▶ [The data]:
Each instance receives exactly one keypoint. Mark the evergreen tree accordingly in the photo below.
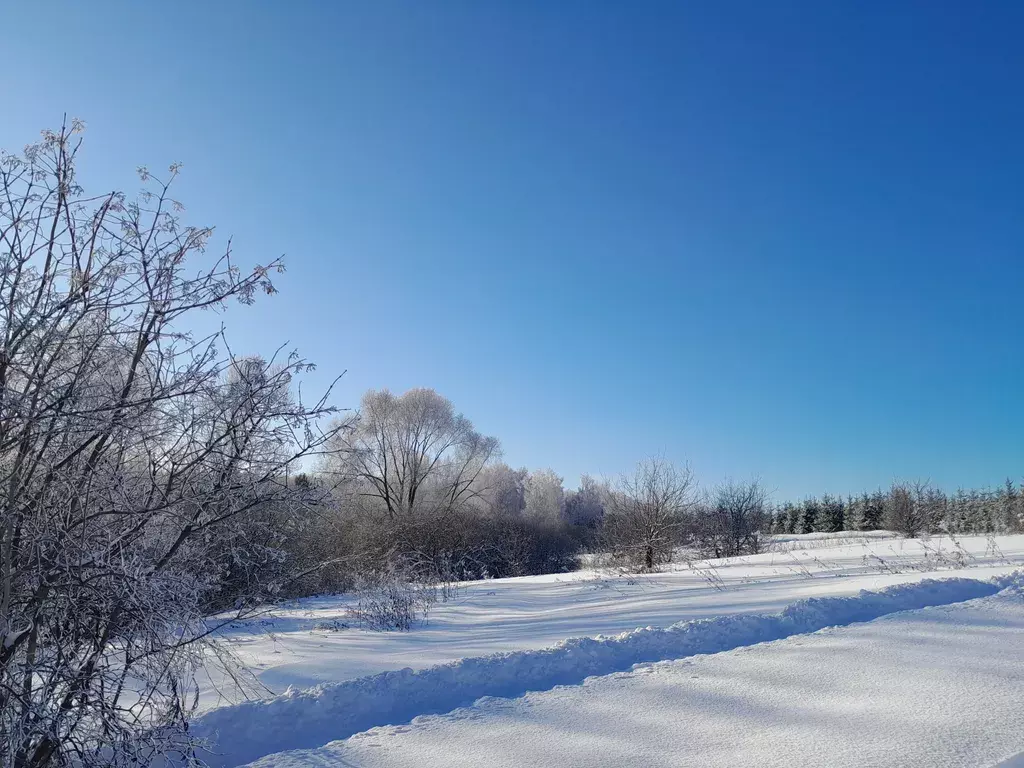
(830, 520)
(873, 509)
(793, 518)
(809, 516)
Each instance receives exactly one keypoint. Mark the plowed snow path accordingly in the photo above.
(939, 686)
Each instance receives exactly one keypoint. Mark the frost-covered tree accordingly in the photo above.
(735, 522)
(141, 467)
(585, 507)
(810, 513)
(833, 514)
(904, 509)
(545, 496)
(411, 456)
(647, 511)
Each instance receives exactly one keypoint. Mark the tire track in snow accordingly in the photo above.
(247, 731)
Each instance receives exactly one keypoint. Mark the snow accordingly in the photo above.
(933, 686)
(508, 637)
(291, 648)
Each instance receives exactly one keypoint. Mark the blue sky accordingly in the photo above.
(779, 239)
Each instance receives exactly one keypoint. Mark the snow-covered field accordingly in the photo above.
(860, 691)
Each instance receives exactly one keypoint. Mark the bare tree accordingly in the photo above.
(647, 511)
(412, 465)
(135, 460)
(735, 521)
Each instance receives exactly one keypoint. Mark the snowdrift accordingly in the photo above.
(244, 732)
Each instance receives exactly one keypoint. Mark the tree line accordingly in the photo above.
(156, 485)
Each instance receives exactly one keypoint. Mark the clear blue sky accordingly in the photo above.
(771, 238)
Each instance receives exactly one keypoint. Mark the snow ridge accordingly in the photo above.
(326, 713)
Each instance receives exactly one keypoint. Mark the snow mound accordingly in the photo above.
(306, 719)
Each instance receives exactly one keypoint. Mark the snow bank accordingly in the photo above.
(306, 719)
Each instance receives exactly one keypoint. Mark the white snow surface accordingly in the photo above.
(293, 646)
(933, 686)
(507, 637)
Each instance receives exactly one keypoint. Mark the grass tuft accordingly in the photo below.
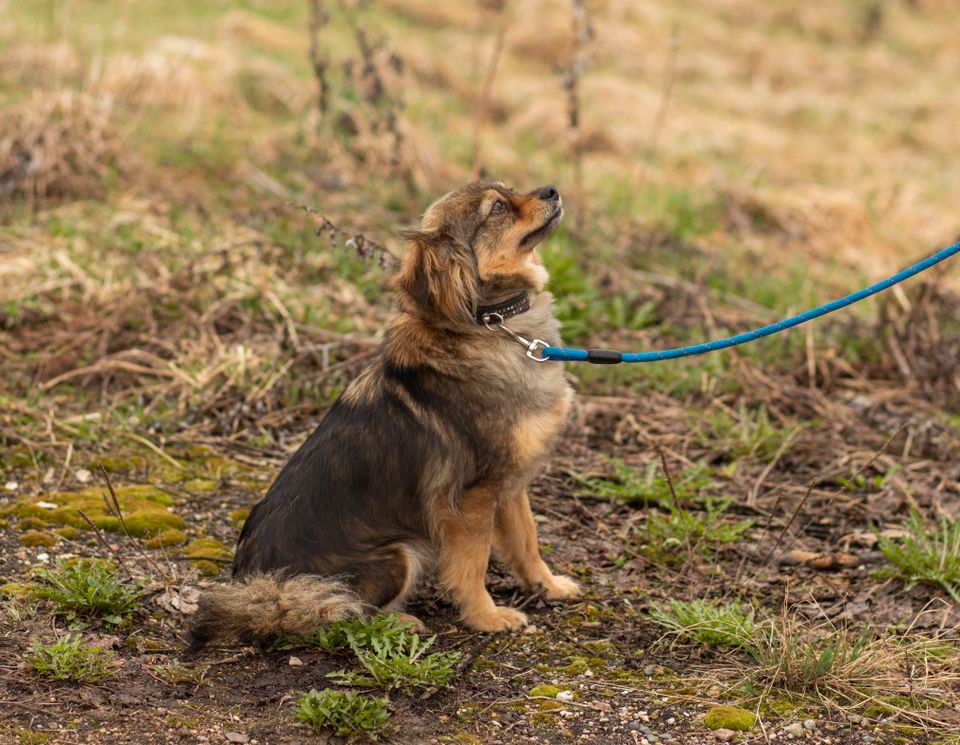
(927, 555)
(706, 622)
(391, 656)
(87, 589)
(631, 485)
(69, 659)
(748, 433)
(343, 713)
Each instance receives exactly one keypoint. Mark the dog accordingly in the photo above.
(424, 460)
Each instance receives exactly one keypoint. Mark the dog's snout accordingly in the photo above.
(548, 193)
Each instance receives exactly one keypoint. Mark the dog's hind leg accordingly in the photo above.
(386, 581)
(465, 539)
(515, 543)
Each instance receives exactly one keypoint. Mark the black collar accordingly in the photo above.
(507, 309)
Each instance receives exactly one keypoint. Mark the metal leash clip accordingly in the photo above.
(494, 321)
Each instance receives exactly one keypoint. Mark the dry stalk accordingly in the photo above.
(366, 248)
(319, 17)
(582, 33)
(669, 80)
(483, 102)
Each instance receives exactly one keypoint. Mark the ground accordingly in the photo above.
(198, 216)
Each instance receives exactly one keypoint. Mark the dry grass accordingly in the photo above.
(59, 144)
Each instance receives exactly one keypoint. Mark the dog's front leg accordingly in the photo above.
(515, 542)
(465, 539)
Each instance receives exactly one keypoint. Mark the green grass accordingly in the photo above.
(87, 589)
(928, 554)
(727, 625)
(343, 713)
(669, 536)
(69, 659)
(748, 433)
(391, 656)
(631, 485)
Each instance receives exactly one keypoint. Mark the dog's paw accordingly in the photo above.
(497, 619)
(559, 587)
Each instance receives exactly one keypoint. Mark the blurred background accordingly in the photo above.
(193, 193)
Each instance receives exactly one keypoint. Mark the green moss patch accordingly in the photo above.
(239, 516)
(38, 538)
(729, 717)
(169, 537)
(152, 521)
(206, 567)
(144, 507)
(207, 548)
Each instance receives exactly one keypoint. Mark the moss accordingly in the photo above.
(133, 499)
(144, 492)
(118, 463)
(239, 516)
(13, 590)
(30, 523)
(206, 568)
(31, 736)
(150, 522)
(38, 538)
(729, 717)
(169, 537)
(545, 689)
(207, 548)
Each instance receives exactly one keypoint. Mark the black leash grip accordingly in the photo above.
(604, 356)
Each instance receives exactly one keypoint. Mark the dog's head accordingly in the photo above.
(476, 245)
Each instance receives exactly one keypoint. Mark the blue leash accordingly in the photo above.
(611, 357)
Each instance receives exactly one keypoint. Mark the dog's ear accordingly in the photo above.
(439, 278)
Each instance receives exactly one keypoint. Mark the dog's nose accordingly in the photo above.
(548, 193)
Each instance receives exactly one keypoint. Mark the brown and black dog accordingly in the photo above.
(424, 460)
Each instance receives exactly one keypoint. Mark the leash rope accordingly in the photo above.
(612, 357)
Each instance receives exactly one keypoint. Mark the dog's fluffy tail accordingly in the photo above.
(260, 606)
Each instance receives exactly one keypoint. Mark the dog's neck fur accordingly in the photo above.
(412, 341)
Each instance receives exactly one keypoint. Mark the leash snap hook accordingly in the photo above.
(532, 350)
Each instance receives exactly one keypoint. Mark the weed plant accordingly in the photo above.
(69, 659)
(87, 589)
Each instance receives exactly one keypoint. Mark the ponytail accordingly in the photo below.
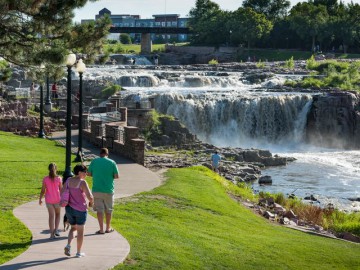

▶ [Work to do]: Turn every line of the data above into a numbered list, skipping any blank lines. Leave the pictures out.

▶ [In response]:
1. Each instance receives exactly one keypoint. Mark the evergreen tree accordingly in the photo below.
2. (830, 520)
3. (873, 509)
4. (793, 518)
5. (809, 516)
6. Each instance receives exactly one keypoint. Mark the plowed snow path accordingly in the photo above.
7. (939, 686)
8. Each instance receives exactly one keypoint. Mark the frost-covered tree accordingly in the photo above.
9. (735, 522)
10. (141, 467)
11. (585, 507)
12. (810, 513)
13. (833, 514)
14. (904, 509)
15. (545, 496)
16. (411, 456)
17. (647, 511)
18. Each instance receives exactly one keypoint. Mark the tire track in snow accordingly in the photo above.
19. (247, 731)
20. Each instance receives exactly one keypoint. Mark the snow accordingly in the photo above.
21. (933, 686)
22. (508, 637)
23. (291, 648)
24. Each instance receives exactly one keypoint. Mark the blue sky accordingly in the photo above.
25. (779, 239)
26. Each instance receives exactly one keypoint. Mark the snow-covered field accordingly in the photo above.
27. (860, 691)
28. Each instance receives exactly one keypoint. Mark the bare tree accordingly in the photo above.
29. (647, 511)
30. (412, 465)
31. (135, 460)
32. (735, 521)
33. Each instance receives exactly one keypoint. Mark the snowdrift accordingly in the photo above.
34. (244, 732)
35. Each instance receives exactly one keypoint. Mark the tree line accordingly in the photo above.
36. (156, 485)
37. Each instance receives exactly one keypoint. Mark the clear blue sky accordingly in the photo above.
38. (771, 238)
39. Each instance receives exactly one keypoint. Mark the snow ridge accordingly in the photo above.
40. (326, 713)
41. Each instance receives exactly one keypoint. Mark the snow mound accordingly in the photo above.
42. (306, 719)
43. Each instance receives exactly one keypoint. Mark the snow bank accordingly in the photo above.
44. (306, 719)
45. Each instance receives exactly one keypoint. Mark the white snow surface accordingly in the photo above.
46. (293, 646)
47. (933, 686)
48. (507, 637)
49. Each instance receives exactly one keypoint. Mark the grass tuft accordingly in the photo below.
50. (927, 555)
51. (706, 622)
52. (391, 656)
53. (87, 589)
54. (631, 485)
55. (69, 659)
56. (748, 433)
57. (343, 713)
58. Each instance receives exactly one keypoint. Mark the dog accordingly in the photo above.
59. (424, 460)
60. Each instance receives exactly one keypoint. Mark the dog's snout accordingly in the photo above.
61. (548, 193)
62. Each instance receives exactly one keypoint. Mark the dog's hind leg accordingly in the photo above.
63. (386, 581)
64. (465, 539)
65. (515, 543)
66. Each instance receives exactly one keypoint. Mark the black collar accordingly in the photo above.
67. (507, 309)
68. Each instance receives exactly one keypoint. Mark the metal leash clip accordingly in the photo above.
69. (494, 321)
70. Each instance receives exactly one keypoint. Mark the dry stalk accordingly in the photo above.
71. (366, 248)
72. (319, 17)
73. (582, 33)
74. (669, 80)
75. (483, 102)
76. Each instance receives exactly one keypoint. Mark the ground accordingly in the photo above.
77. (198, 216)
78. Each instance receives exactly one keypoint. Mark the dry grass accordingly in the photo above.
79. (59, 144)
80. Each instance receives exactly one keypoint. Mark the dog's front leg accordingly in the photo above.
81. (515, 542)
82. (465, 539)
83. Each instance receives exactly one keypoint. Mark the green grass accordingly in the photo above.
84. (87, 589)
85. (928, 554)
86. (727, 625)
87. (343, 713)
88. (669, 536)
89. (69, 659)
90. (748, 433)
91. (391, 656)
92. (631, 485)
93. Each instance receives exactly one keypoint. Mark the dog's paw accordingly in the photo above.
94. (497, 619)
95. (559, 587)
96. Each instance receives exactly one keypoint. Mark the blurred background accordingly in the photo above.
97. (193, 193)
98. Each instance receives exactly one keypoint. Mark the green moss patch accordingly in the photo above.
99. (239, 516)
100. (38, 538)
101. (729, 717)
102. (169, 537)
103. (152, 521)
104. (206, 567)
105. (144, 507)
106. (207, 548)
107. Each instance receives exactly one keypoint. Mark the moss accordingly in the photo above.
108. (133, 499)
109. (144, 492)
110. (118, 463)
111. (239, 516)
112. (13, 590)
113. (30, 523)
114. (206, 568)
115. (31, 736)
116. (150, 522)
117. (38, 538)
118. (729, 717)
119. (169, 537)
120. (545, 689)
121. (207, 548)
122. Each instance receives exactly one keypoint. Mark the black leash grip accordingly in the photo above.
123. (604, 356)
124. Each instance receives exactly one keypoint. Mark the dog's head accordingly in the photo above.
125. (476, 245)
126. Each instance receives exactly one keypoint. Mark the blue leash accordingly in the photo above.
127. (611, 357)
128. Each instance receives exactly one keypoint. Mark the dog's ear accordingly in the photo above.
129. (439, 278)
130. Each instance receives exactly one keypoint. Mark the dog's nose accordingly in the photo above.
131. (548, 193)
132. Each instance receives exactly one keypoint. Mark the brown and black dog accordingly in the photo above.
133. (424, 460)
134. Each instance receives exactly one keypoint. Mark the leash rope accordingly in the photo above.
135. (612, 357)
136. Each instance receives exactly one keypoint. Mark the dog's fluffy tail accordingly in the photo above.
137. (260, 606)
138. Each instance receives exactly one keypoint. Mark the dog's neck fur accordingly in the photo above.
139. (412, 341)
140. Each instance receives exactly one keypoint. Mark the leash snap hook accordingly in the photo above.
141. (532, 350)
142. Each instance receives exactly one keypoint. Mark the weed plant accordingly in the photo above.
143. (69, 659)
144. (87, 589)
145. Each instance receives exactly one keypoint. Mark the ponytail accordingly in the photo below.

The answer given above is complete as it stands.